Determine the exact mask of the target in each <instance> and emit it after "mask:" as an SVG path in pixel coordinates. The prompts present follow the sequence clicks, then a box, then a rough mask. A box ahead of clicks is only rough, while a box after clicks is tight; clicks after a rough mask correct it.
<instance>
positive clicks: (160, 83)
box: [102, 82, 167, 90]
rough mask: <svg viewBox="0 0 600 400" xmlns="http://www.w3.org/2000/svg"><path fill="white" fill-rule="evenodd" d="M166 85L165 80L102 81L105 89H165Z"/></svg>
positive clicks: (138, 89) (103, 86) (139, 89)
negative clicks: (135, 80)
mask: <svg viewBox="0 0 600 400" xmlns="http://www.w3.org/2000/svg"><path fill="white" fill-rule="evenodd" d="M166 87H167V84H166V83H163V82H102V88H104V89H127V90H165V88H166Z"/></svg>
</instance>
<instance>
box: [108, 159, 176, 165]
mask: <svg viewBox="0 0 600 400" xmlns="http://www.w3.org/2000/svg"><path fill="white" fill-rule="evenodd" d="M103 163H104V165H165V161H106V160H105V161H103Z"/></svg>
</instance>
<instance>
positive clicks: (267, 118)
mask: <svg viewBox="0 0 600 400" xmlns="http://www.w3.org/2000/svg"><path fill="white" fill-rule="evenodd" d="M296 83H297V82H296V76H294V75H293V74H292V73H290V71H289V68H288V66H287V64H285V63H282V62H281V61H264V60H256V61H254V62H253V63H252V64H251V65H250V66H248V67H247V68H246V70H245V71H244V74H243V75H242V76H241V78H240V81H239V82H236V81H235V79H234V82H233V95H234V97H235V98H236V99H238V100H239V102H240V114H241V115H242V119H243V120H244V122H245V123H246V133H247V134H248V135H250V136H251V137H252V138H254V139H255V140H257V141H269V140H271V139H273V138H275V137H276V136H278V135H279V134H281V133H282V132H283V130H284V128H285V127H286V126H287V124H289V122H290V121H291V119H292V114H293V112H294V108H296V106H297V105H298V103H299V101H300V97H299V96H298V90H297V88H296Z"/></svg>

**Required action**
Please write out the entries above in full, exactly as they read.

**Result of the task**
Determine the exact mask of the target in each <instance> and emit it after "mask:" as an SVG path in pixel coordinates. The prompts present follow the sequence clicks, then a box, then a rough mask. A box ahead of clicks is only rough, while a box after clicks is tight; clicks after a rough mask correct it.
<instance>
positive clicks: (160, 83)
box: [102, 82, 167, 90]
rough mask: <svg viewBox="0 0 600 400" xmlns="http://www.w3.org/2000/svg"><path fill="white" fill-rule="evenodd" d="M166 85L165 80L102 81L105 89H165Z"/></svg>
positive clicks: (138, 89) (103, 86) (139, 89)
negative clicks: (135, 80)
mask: <svg viewBox="0 0 600 400" xmlns="http://www.w3.org/2000/svg"><path fill="white" fill-rule="evenodd" d="M166 87H167V84H166V83H163V82H102V88H104V89H127V90H165V88H166Z"/></svg>
</instance>
<instance>
box: [108, 159, 176, 165]
mask: <svg viewBox="0 0 600 400" xmlns="http://www.w3.org/2000/svg"><path fill="white" fill-rule="evenodd" d="M103 163H104V165H165V161H106V160H105V161H103Z"/></svg>
</instance>
<instance>
positive clicks: (267, 118)
mask: <svg viewBox="0 0 600 400" xmlns="http://www.w3.org/2000/svg"><path fill="white" fill-rule="evenodd" d="M296 83H297V82H296V76H294V75H293V74H292V73H290V71H289V68H288V66H287V64H285V63H282V62H281V61H264V60H256V61H254V62H253V63H252V64H251V65H250V66H248V67H247V68H246V70H245V71H244V74H243V75H242V76H241V78H240V81H239V82H236V81H235V79H234V82H233V95H234V97H235V98H236V99H238V100H239V102H240V114H241V115H242V119H243V120H244V122H245V123H246V133H247V134H248V135H250V136H251V137H252V138H254V139H255V140H257V141H269V140H271V139H273V138H275V137H276V136H278V135H279V134H281V133H282V132H283V130H284V128H285V127H286V126H287V124H289V122H290V121H291V119H292V114H293V112H294V108H296V106H297V105H298V103H299V101H300V97H299V96H298V90H297V88H296Z"/></svg>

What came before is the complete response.